▶ STATED PROBLEM
Change "yellow stadium seat" to "gold stadium seat" in the data from the line with "Sports analytics pipeline: given the broadcast still, box the p." up to and including the line with "[325,0,430,54]", and give those lines back with nothing else altered.

▶ PROVIDED MATERIAL
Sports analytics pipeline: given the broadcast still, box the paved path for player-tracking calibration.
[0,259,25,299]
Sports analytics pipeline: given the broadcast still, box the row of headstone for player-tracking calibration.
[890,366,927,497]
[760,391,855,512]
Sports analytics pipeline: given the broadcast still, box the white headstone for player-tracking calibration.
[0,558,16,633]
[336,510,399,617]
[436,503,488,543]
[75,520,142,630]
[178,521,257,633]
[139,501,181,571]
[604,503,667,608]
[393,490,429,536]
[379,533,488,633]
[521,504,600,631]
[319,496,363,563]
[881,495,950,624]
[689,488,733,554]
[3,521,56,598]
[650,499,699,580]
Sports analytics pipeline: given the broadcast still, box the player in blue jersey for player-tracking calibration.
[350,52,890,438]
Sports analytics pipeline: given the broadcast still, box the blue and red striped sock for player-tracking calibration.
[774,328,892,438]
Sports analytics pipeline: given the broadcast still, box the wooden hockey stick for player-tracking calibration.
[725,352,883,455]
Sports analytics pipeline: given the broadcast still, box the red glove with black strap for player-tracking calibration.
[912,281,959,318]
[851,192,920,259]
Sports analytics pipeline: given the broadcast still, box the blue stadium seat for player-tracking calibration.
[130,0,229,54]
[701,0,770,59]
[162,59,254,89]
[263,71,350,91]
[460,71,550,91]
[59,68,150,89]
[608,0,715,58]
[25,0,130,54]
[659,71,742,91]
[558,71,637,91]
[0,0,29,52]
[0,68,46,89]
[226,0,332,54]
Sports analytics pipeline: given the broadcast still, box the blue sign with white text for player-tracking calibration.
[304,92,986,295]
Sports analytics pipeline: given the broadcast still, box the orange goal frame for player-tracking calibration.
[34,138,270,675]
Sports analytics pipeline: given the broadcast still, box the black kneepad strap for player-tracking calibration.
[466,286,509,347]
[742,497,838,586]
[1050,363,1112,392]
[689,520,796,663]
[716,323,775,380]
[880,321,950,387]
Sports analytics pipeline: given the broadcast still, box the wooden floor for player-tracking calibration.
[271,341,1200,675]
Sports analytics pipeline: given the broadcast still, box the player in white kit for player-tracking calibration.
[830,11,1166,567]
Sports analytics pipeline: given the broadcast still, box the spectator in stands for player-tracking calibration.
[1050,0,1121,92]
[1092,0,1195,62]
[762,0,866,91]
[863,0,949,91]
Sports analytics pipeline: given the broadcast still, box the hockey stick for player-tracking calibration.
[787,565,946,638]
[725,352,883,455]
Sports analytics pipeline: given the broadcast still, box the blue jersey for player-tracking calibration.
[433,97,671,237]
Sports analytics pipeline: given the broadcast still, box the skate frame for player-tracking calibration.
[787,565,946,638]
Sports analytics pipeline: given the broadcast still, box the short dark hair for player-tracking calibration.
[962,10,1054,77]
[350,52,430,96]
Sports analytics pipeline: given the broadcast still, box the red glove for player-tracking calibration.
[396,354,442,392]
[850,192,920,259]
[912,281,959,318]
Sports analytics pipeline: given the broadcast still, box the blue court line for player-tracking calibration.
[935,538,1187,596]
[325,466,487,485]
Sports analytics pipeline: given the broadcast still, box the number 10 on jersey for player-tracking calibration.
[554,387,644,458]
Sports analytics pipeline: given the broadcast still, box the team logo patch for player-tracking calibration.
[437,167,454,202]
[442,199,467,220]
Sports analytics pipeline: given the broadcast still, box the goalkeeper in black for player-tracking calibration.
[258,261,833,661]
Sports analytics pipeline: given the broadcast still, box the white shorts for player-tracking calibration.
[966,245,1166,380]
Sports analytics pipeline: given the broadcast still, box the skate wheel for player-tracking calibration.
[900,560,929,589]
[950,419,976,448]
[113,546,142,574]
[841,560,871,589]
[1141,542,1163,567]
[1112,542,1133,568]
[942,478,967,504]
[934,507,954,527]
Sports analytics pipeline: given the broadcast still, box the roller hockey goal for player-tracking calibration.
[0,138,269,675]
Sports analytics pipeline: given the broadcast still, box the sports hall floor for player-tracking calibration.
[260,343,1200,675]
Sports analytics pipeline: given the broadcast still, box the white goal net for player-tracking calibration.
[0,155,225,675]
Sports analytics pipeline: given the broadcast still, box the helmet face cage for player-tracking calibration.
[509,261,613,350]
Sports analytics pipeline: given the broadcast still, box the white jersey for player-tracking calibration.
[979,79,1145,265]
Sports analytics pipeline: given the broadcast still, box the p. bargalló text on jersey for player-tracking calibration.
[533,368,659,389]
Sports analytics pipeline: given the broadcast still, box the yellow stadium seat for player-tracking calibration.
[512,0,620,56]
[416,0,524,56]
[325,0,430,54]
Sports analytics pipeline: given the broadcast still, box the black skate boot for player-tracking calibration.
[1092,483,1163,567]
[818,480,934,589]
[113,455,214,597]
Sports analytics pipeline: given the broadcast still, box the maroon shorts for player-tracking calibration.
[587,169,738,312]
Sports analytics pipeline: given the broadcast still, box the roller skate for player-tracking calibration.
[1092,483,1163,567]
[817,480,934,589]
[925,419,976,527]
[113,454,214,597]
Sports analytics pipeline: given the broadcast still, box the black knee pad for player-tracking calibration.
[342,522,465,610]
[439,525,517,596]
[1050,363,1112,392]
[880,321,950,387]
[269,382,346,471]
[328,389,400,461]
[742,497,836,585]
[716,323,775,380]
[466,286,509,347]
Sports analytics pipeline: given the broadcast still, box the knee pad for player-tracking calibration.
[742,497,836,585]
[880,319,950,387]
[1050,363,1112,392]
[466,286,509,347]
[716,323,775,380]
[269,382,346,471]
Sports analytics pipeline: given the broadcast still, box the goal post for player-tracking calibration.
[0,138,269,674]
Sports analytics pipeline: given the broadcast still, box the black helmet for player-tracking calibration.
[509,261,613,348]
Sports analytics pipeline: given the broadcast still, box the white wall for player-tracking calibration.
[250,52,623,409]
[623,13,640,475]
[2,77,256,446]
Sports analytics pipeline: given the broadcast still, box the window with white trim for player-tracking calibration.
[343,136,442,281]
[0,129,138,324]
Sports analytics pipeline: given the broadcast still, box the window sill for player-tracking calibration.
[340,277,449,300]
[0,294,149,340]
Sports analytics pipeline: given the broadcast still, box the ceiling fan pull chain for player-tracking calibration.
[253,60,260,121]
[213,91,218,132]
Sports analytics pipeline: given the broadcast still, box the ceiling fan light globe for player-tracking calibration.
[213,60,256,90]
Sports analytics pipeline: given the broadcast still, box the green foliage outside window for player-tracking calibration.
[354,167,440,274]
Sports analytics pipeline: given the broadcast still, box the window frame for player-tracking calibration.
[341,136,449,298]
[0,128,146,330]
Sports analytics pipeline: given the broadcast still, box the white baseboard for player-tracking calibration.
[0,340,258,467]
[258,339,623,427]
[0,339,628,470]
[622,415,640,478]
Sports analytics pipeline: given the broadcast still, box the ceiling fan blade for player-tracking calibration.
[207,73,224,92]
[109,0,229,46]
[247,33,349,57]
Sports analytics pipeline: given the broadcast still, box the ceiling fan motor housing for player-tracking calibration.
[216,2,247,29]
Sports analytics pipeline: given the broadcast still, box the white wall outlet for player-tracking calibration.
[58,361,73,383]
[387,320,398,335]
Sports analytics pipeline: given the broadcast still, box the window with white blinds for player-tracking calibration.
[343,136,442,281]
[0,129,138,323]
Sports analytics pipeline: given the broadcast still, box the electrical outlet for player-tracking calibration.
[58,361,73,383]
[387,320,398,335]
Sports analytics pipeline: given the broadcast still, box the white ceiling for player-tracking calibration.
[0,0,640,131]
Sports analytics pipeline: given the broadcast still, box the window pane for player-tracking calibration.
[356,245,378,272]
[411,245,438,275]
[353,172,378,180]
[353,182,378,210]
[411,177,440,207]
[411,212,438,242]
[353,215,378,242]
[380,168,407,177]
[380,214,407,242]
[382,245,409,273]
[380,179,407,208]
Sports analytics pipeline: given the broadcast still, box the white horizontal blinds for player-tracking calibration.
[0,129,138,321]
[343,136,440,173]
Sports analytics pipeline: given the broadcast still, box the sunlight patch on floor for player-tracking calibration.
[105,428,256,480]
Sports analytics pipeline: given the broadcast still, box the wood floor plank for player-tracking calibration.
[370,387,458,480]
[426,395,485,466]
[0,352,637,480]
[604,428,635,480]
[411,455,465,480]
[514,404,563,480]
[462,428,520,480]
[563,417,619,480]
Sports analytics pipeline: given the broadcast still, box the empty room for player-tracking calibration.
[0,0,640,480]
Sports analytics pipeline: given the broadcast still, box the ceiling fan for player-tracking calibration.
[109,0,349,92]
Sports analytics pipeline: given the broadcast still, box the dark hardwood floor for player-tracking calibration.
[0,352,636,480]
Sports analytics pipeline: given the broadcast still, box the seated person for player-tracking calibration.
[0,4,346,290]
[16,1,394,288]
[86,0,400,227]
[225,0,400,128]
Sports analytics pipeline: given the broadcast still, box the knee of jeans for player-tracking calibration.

▶ SOLUTION FOR THIS PROBLEM
Sports analytics pipeline: given the broadcast still, box the p. bargalló text on jersey for player-tracking calibration.
[533,368,659,389]
Sports analytics pipeline: given the broadcast still, box the gold stadium seat for player-tracking calibration.
[512,0,620,56]
[416,0,524,56]
[325,0,430,54]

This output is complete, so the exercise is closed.